Texto extraído —
Como vemos, “Hambre” tiene varias capas de sentido, es una buena película pero también es una cinta importante, no únicamente por sus contenidos sino además por la forma en que estos se estructuran en la narrativa audiovisual. Las tensiones dramáticas están muy bien reguladas, al punto que uno a veces no las siente venir ni tampoco se las percibe como forzadas (o artificiales, como en las cintas más convencionales). La fotografía es muy buena, sobre todo en las escenas con distintos grados de penumbra y como soporte de los momentos de mayor tensión dramática. La producción artística y la ambientación son atractivas al seleccionar locaciones mesocráticas que ilustran distintos grupos de poder y, quizás, incluso podrían ser representativas de la evolución histórica de Tailandia.
Los personajes son complejos y están atravesados por las tensiones propias de la pobreza y la desigualdad social. Aoy es empeñosa, frágil e inexperta, pero no cojuda; conjuga muy bien el aprendizaje en la alta cocina con la maduración en su nuevo entorno y el conflicto interno que nace de allí y la atosiga. Mientras que el desarrollo del chef Paul es comprehensivo, es decir, es un “malo” que exhibe una racionalidad personal y social para explicar su maldad; en ese sentido, es un personaje más interesante que Aoy, pero no llega a opacarla. Las actuaciones son apropiadas y ajustadas a los distintos roles; solo hubiera sido deseable una brizna de fragilidad en el momento de mayor intimidad del abusivo chef. Pero, en general, son interpretaciones sobresalientes.

Sección de datos —
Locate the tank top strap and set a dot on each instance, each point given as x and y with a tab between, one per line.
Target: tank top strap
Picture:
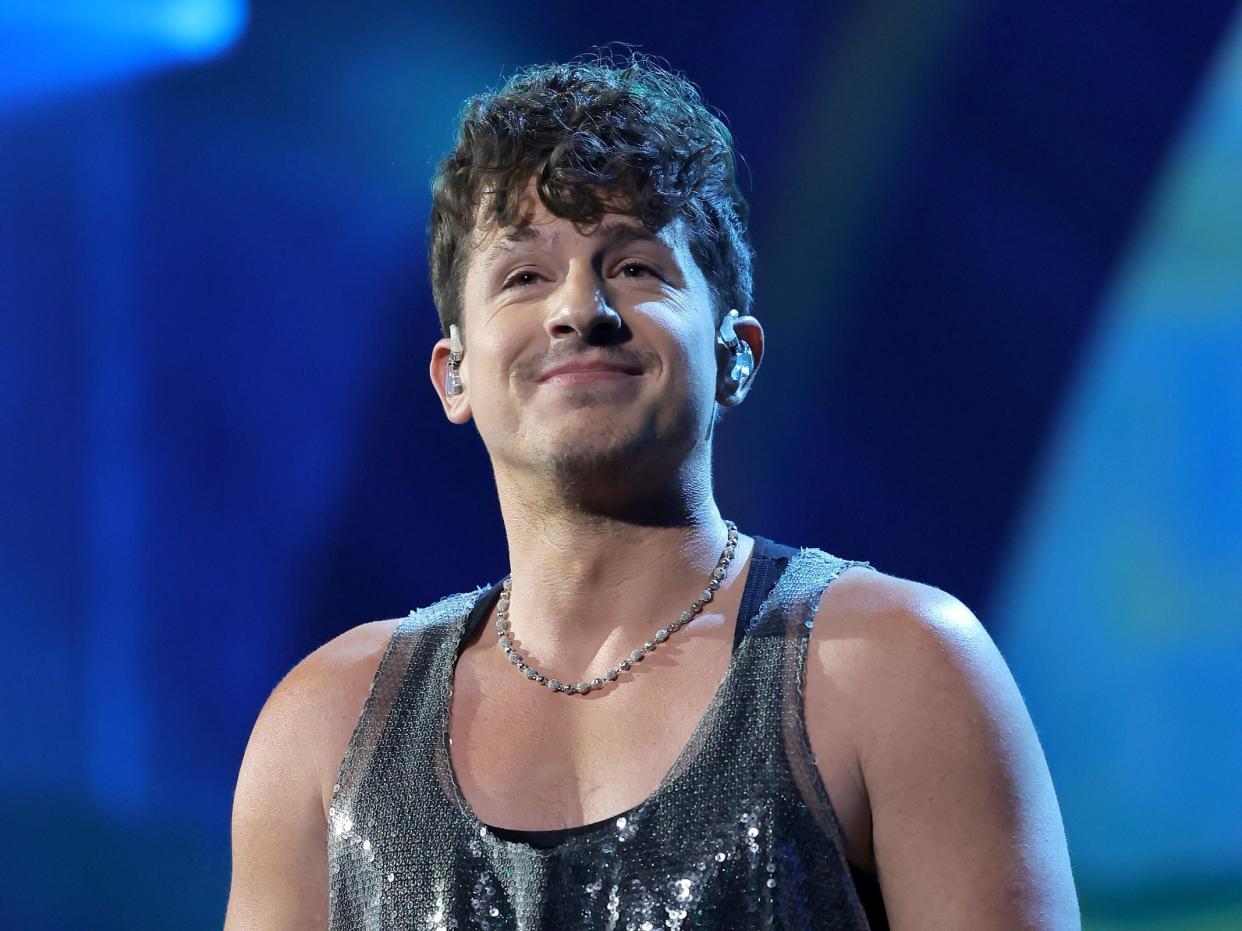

Objetivo de la tarea —
Según la reseña de «Hambre», ¿con qué adjetivos se caracteriza a Aoy? El material es independiente de la reseña de «Hambre».

Respuesta a la tarea —
Aoy es empeñosa, frágil e inexperta, pero no cojuda.